### [EXERCISE DIRECTIONS]
Word for word, set down the records and skip each picture.

Image point grounding data:
>>>

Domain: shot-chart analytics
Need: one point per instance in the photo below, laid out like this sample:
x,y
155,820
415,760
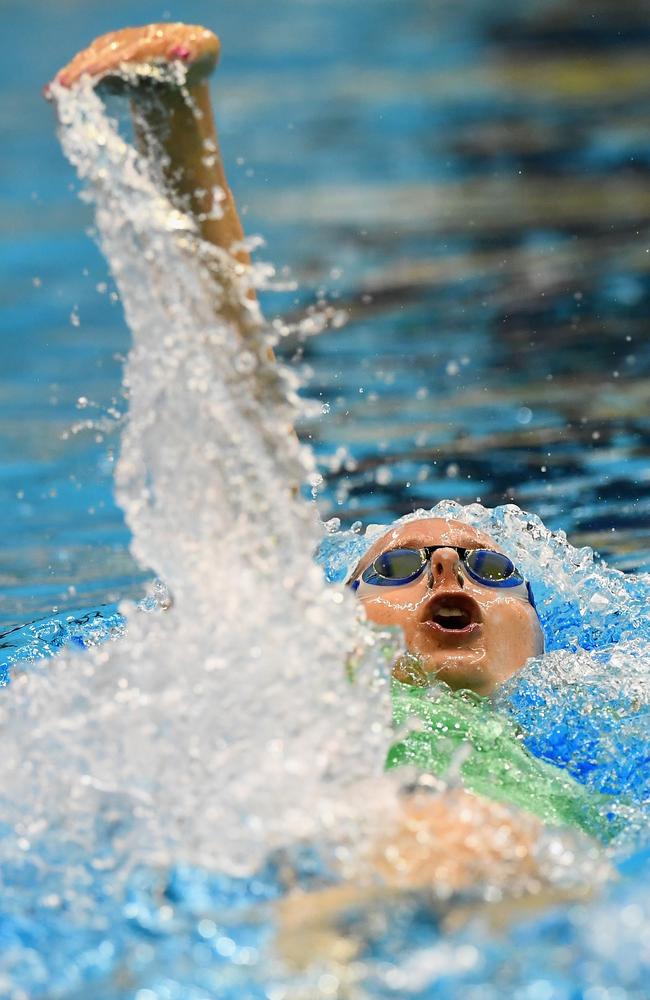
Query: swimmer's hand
x,y
133,55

<<<

### [RESPONSE]
Domain: shot-chart analytics
Need: one point per instance in the photo below, laid out like this sample:
x,y
155,820
415,760
Query: swimmer's hand
x,y
133,55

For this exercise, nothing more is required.